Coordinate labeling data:
----------------------------------------
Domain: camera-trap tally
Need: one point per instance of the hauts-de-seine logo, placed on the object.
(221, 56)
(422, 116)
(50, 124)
----------------------------------------
**Exercise instructions**.
Rewrite every line of the data above, and shift each coordinate value in the answers up by 111.

**Solution to this task**.
Domain: camera-trap tally
Need: one point per instance of the hauts-de-seine logo, placed on the object.
(332, 167)
(533, 227)
(161, 235)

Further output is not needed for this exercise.